GIVEN INSTRUCTION: Rewrite the listing below in full, shifting every x and y coordinate in the outputs by adding 22 to it. Leave the pictures out of your reply.

Excerpts of pointing data:
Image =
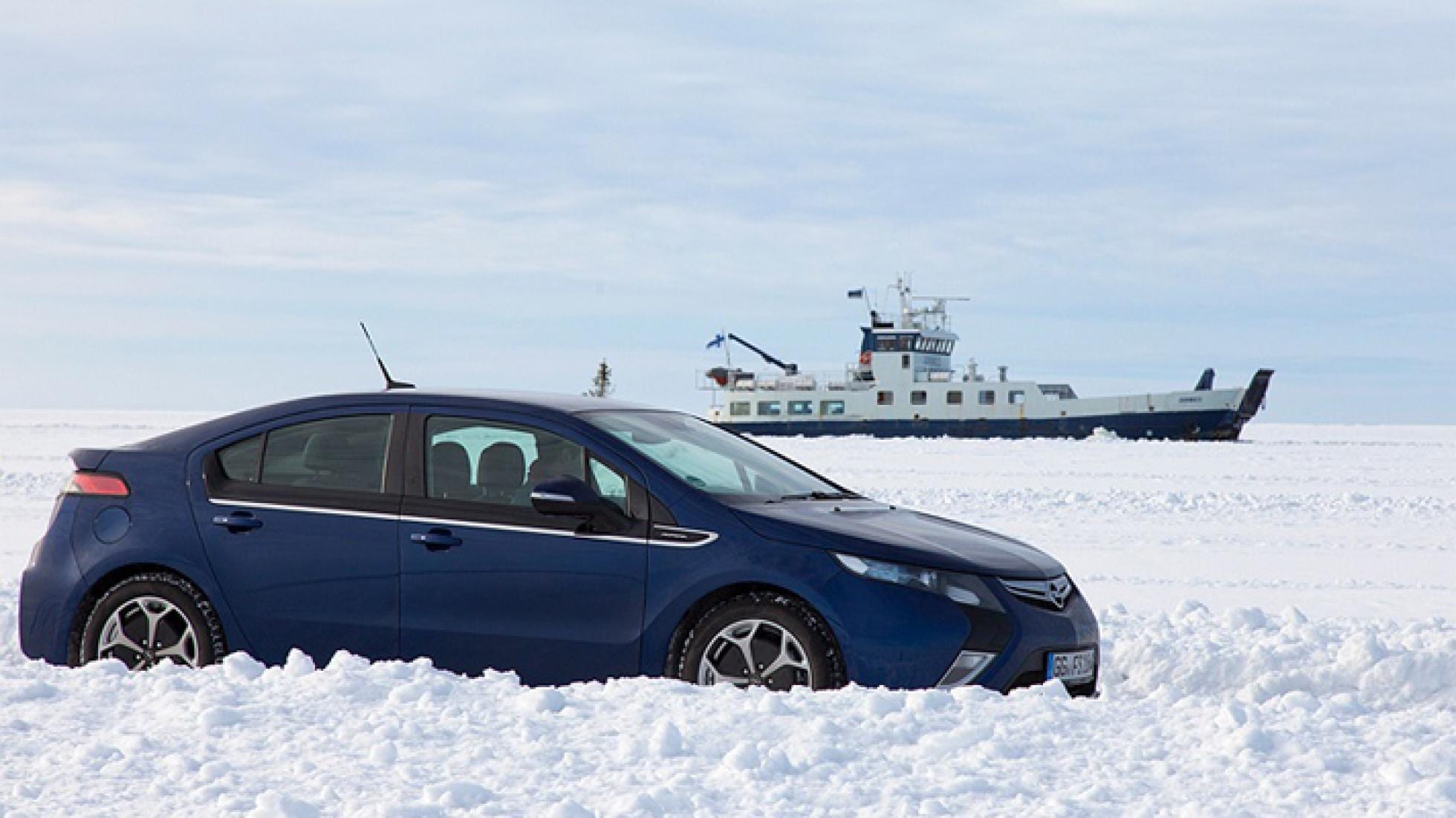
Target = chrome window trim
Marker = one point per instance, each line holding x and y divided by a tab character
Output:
709	536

FULL OUTPUT:
Image =
Target = chrome window trim
Marker = one point per instance, each line holding x and y divided by a tab character
Output:
731	558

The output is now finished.